**** Supplied passage ****
Instead of standing up to this threat, government officials seem desperate to avoid giving offense:
Some in Britain cannot conceive that a suicide bomber could be a hero of Islam. Since 7/7 many have made statements to attempt to explain what seems to them a contradiction in terms. Since the violence cannot be denied, their only course is to argue that the connection with Islam is invalid. The deputy assistant commissioner of the Metropolitan Police, Brian Paddick, said that ‘Islam and terrorists are two words that do not go together.’ His boss, the Commissioner Sir Ian Blair, asserted that there is nothing wrong with being a fundamentalist Muslim.
Contrast the above with the assertions of the UK's Muslim community itself:
On 8 July the London-based Muslim Weekly unblushingly published a lengthy opinion article by Abid Ullah Jan entitled ‘Islam, Faith and Power’. The gist of the article is that Muslims should strive to gain political and military power over non-Muslims, that warfare is obligatory for all Muslims, and that the Islamic state, Islam and Sharia (Islamic law) should be established throughout the world. All is supported with quotations from the Koran. It concludes with a veiled threat to Britain. The bombings the previous day were a perfect illustration of what Jan was advocating, and the editor evidently felt no need to withdraw the article or to apologise for it. His newspaper is widely read and distributed across the UK.
In my opinion, such blindness (willful or not) on the part of government officials and other opinion leaders virtually guarantees that Muslim culture will dominate the UK within our lifetime.
****
• _Work instructions_
A - For the passage on official and Muslim responses after 7/7, decide whether each statement agrees with it: (i) Brian Paddick was the Commissioner of the Metropolitan Police; (ii) the Muslim Weekly article ran the day after the bombings; (iii) the editor withdrew the article. Give yes or no for each, with the deciding words quoted from the passage.
B - According to the passage on official and Muslim responses after 7/7, why do some in Britain argue that the connection between the bombing and Islam is invalid? Please answer in one to three sentences.
C - Write out the part of the passage on official and Muslim responses after 7/7 starting with "Instead of standing" and going on through "a fundamentalist Muslim.".
**** Material provided ****
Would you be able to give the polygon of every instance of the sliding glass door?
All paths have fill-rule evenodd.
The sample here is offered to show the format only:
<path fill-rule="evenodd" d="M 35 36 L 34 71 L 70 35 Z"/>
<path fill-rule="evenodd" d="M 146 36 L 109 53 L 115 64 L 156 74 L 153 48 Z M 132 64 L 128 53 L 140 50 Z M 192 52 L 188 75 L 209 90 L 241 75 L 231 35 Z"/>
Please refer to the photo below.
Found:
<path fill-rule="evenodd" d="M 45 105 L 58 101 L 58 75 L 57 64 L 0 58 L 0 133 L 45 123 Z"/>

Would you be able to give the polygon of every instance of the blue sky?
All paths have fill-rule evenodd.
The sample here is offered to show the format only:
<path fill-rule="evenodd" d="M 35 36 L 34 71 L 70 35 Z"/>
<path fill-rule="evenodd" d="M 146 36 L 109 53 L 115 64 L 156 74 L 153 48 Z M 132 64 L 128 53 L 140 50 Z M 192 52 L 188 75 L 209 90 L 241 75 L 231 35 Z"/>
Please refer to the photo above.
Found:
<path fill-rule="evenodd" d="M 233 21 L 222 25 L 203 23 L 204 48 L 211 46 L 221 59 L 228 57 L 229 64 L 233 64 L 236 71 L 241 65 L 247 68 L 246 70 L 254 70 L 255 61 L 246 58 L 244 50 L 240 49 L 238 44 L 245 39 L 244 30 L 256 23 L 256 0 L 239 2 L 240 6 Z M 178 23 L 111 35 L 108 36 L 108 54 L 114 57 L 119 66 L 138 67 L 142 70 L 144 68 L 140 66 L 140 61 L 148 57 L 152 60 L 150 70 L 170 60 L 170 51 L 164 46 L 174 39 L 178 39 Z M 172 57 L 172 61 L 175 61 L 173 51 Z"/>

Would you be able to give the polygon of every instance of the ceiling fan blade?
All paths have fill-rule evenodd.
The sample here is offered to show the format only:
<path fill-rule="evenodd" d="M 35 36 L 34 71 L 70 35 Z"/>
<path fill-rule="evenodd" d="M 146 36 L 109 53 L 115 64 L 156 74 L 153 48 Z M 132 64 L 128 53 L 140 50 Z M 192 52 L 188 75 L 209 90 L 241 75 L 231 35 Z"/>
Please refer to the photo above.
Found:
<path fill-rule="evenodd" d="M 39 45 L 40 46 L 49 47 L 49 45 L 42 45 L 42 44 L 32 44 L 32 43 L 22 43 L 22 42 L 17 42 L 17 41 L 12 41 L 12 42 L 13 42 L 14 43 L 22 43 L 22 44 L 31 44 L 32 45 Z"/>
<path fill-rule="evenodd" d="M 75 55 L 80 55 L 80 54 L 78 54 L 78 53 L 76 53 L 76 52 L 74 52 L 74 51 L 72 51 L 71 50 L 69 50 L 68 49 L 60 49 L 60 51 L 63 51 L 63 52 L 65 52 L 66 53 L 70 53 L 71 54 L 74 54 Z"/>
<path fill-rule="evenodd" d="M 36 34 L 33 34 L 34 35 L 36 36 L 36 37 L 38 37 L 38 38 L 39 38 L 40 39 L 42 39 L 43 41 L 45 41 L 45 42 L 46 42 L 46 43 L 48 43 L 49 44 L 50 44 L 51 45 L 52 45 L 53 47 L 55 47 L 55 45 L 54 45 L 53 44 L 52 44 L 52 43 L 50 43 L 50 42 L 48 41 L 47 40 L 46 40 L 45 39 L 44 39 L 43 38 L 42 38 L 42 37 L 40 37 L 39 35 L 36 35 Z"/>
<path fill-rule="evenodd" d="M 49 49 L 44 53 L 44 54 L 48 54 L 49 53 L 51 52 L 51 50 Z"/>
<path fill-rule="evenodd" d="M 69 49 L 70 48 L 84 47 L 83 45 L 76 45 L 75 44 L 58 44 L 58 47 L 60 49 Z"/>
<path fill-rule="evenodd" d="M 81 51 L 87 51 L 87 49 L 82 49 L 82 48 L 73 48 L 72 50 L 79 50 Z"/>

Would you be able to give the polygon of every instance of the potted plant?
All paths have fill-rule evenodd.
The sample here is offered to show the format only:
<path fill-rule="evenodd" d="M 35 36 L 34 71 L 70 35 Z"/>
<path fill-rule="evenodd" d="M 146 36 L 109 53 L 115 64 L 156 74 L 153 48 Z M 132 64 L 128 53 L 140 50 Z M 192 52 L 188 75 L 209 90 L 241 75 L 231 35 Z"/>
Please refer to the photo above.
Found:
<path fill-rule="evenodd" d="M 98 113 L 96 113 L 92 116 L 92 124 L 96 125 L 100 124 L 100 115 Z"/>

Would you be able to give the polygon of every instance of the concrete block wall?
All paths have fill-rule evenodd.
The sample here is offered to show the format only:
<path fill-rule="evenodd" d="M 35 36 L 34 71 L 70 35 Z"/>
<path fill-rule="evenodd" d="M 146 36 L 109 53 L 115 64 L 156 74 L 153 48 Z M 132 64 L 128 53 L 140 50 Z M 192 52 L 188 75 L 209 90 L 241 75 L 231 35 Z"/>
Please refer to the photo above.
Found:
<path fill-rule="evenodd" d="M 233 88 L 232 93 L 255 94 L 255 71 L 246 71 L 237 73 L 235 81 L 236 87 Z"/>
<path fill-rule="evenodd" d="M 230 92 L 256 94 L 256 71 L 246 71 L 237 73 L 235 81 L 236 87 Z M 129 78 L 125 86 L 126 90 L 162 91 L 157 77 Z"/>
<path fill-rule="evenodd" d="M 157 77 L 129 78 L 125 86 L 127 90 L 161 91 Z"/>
****
• _Response list_
A -
(i) No: "The deputy assistant commissioner of the Metropolitan Police, Brian Paddick"
(ii) Yes: "On 8 July" and "The bombings the previous day"
(iii) No: "the editor evidently felt no need to withdraw the article or to apologise for it"

B - They cannot conceive that a suicide bomber could be a hero of Islam, so it seems to them a contradiction in terms. Because the violence cannot be denied, their only course is to argue that the connection with Islam is invalid.

C -
Instead of standing up to this threat, government officials seem desperate to avoid giving offense:
Some in Britain cannot conceive that a suicide bomber could be a hero of Islam. Since 7/7 many have made statements to attempt to explain what seems to them a contradiction in terms. Since the violence cannot be denied, their only course is to argue that the connection with Islam is invalid. The deputy assistant commissioner of the Metropolitan Police, Brian Paddick, said that ‘Islam and terrorists are two words that do not go together.’ His boss, the Commissioner Sir Ian Blair, asserted that there is nothing wrong with being a fundamentalist Muslim.